• [EXCERPT]:
>>

Originally published Friday, February 9, 2007 at 12:00 AM
Ellen Goodman / Syndicated columnist
Political climate change
On the day that the latest report on global warming was released, I went out and bought a light bulb. OK, an environmentally friendly, compact...
BOSTON — On the day that the latest report on global warming was released, I went out and bought a light bulb. OK, an environmentally friendly, compact fluorescent light bulb.
No, I do not think that if everyone lit just one little compact fluorescent light bulb, what a bright world this would be. But it was either buying a light bulb or pulling the covers over my head.
By every measure, the U.N.'s Intergovernmental Panel on Climate Change raises the level of alarm. The fact of global warming is "unequivocal." The certainty of the human role is now somewhere over 90 percent. Which is about as certain as scientists ever get.
I would like to say we're at a point where global warming is impossible to deny. But light bulbs aside — I now have three and counting — I don't expect that this report will set off some vast political uprising. The sorry fact is that the rising world thermometer hasn't translated into political climate change in America.
The folks at the Pew Research Center clocking public attitudes show that global warming remains 20th on the annual list of 23 policy priorities. Below terrorism, of course, but also below tax cuts, crime, morality and immigration.
One reason is that while poles are melting and polar bears are swimming between ice floes, American politics has remained polarized. There are astonishing gaps between Republican science and Democratic science. Try these numbers: Only 23 percent of college-educated Republicans believe the warming is due to humans, while 75 percent of college-educated Democrats believe it.

<<

• [WHAT YOU SHOULD DO]:
Answer these questions from the column on political climate change:
1. What kind of light bulb did the writer buy on the day the global warming report came out?
2. Where does global warming rank on the Pew Research Center's annual list of policy priorities?
3. What share of college-educated Democrats believe the warming is due to humans?

• [EXCERPTED DATA]:
>>

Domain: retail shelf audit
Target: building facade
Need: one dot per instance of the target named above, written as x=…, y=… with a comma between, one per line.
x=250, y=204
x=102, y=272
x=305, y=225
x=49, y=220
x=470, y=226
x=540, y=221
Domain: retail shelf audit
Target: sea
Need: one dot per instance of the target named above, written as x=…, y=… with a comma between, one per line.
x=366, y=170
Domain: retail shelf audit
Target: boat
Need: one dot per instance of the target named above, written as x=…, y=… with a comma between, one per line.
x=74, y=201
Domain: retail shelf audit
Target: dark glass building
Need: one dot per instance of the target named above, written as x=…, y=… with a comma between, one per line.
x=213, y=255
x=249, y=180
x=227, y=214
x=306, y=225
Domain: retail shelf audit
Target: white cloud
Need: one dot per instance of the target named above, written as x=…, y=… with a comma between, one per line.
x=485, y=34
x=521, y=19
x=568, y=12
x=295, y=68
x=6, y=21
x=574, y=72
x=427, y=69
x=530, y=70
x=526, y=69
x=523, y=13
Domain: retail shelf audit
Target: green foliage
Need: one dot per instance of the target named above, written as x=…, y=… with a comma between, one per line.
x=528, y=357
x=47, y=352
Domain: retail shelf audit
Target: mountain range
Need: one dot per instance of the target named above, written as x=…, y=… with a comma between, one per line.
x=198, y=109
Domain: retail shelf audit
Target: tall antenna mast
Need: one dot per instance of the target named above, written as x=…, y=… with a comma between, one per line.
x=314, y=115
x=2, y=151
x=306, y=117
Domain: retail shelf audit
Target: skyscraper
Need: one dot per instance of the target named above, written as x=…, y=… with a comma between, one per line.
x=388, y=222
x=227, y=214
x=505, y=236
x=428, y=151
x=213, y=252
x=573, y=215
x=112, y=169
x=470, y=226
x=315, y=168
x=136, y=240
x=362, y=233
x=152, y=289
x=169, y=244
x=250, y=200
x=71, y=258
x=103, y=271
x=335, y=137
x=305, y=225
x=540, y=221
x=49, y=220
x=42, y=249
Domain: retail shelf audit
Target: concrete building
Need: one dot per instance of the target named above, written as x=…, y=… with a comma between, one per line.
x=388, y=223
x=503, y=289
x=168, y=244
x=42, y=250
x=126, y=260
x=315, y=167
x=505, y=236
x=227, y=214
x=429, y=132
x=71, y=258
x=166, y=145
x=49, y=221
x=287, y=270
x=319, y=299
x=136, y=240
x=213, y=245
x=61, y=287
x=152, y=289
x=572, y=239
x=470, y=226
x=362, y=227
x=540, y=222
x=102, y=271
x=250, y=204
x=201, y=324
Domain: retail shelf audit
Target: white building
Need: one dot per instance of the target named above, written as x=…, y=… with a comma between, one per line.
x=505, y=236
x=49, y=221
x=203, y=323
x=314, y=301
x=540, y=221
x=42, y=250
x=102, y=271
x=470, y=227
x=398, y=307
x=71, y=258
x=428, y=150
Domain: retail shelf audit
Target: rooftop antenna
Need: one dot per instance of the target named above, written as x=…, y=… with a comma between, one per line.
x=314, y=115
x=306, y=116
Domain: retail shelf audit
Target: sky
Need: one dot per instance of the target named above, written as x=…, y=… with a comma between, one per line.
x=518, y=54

<<

• [WRITTEN SOLUTION]:
1. An environmentally friendly, compact fluorescent light bulb.
2. 20th out of 23.
3. 75 percent.